[Start of Attachment]

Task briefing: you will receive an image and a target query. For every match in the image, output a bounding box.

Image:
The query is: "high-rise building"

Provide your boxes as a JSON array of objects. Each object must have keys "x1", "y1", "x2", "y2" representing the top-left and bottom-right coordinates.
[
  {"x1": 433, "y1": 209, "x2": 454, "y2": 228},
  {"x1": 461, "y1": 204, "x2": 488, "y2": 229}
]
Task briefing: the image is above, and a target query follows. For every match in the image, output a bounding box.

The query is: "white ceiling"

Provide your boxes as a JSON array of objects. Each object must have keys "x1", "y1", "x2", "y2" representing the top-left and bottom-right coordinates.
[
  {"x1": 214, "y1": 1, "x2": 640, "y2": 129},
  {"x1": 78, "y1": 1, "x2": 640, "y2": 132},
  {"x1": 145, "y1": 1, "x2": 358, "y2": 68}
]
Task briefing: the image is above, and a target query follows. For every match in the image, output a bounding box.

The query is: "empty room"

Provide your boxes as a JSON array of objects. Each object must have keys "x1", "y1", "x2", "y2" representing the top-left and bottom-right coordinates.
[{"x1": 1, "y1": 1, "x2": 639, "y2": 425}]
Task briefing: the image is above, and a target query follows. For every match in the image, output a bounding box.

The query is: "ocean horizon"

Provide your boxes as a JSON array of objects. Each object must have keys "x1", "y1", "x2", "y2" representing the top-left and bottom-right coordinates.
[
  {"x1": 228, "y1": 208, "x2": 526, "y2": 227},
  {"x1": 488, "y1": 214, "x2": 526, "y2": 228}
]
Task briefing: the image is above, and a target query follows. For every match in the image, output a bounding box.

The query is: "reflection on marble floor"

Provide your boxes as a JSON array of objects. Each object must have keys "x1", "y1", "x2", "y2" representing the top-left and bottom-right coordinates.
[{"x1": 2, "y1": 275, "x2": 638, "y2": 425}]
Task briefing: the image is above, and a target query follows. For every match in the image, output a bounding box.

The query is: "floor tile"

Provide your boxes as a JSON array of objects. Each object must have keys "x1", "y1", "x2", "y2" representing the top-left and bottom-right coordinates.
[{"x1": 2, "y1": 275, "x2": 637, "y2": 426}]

[End of Attachment]

◆ REQUIREMENT:
The full listing is to be printed again exactly as it stands.

◆ SOLVED EXERCISE:
Task briefing: you will receive an image and a target query. For every match in the image, output a bounding box.

Image:
The query is: "high-rise building"

Provide your boxes as a JSON array of objects. Each object must have keys "x1", "y1", "x2", "y2" representing the top-left and bottom-right coordinates.
[
  {"x1": 433, "y1": 209, "x2": 454, "y2": 228},
  {"x1": 461, "y1": 204, "x2": 488, "y2": 229}
]
Task briefing: the image is above, and a target query follows. For every match in the image, output a bounding box.

The query is: "white ceiling"

Provide your boxes as a JSON array of objects. Each object must have keys "x1", "y1", "x2", "y2" representing the top-left and bottom-right coordinates.
[
  {"x1": 214, "y1": 1, "x2": 640, "y2": 129},
  {"x1": 78, "y1": 1, "x2": 640, "y2": 132},
  {"x1": 145, "y1": 1, "x2": 358, "y2": 68}
]
Task briefing: the image is above, and a target query follows. For every match in the image, output a bounding box.

The query is: "empty room"

Provide your boxes as a JSON array of objects. Each object must have keys "x1", "y1", "x2", "y2" representing the top-left and bottom-right coordinates.
[{"x1": 1, "y1": 1, "x2": 639, "y2": 425}]
Task briefing: the image is above, and a target query follows. For every match in the image, output a bounding box.

The query is: "ocean horizon"

Provide your boxes as a JSON array of objects. Each object must have keys "x1", "y1", "x2", "y2" representing the top-left and bottom-right coordinates.
[
  {"x1": 228, "y1": 208, "x2": 526, "y2": 227},
  {"x1": 488, "y1": 214, "x2": 526, "y2": 228}
]
Task briefing: the image is above, and a target query follows. For every match in the image, output a bounding box.

The query is: "reflection on marble floor"

Provide your boxes as a JSON array of objects. Each object must have keys "x1", "y1", "x2", "y2" representing the top-left and bottom-right coordinates.
[{"x1": 2, "y1": 275, "x2": 638, "y2": 425}]
Task briefing: the image is above, and a target query follows. For every match in the image, output a bounding box.

The query is: "floor tile"

Provide your boxes as a JSON array of objects. Each object must have keys "x1", "y1", "x2", "y2" representing the top-left and bottom-right coordinates.
[{"x1": 2, "y1": 275, "x2": 637, "y2": 426}]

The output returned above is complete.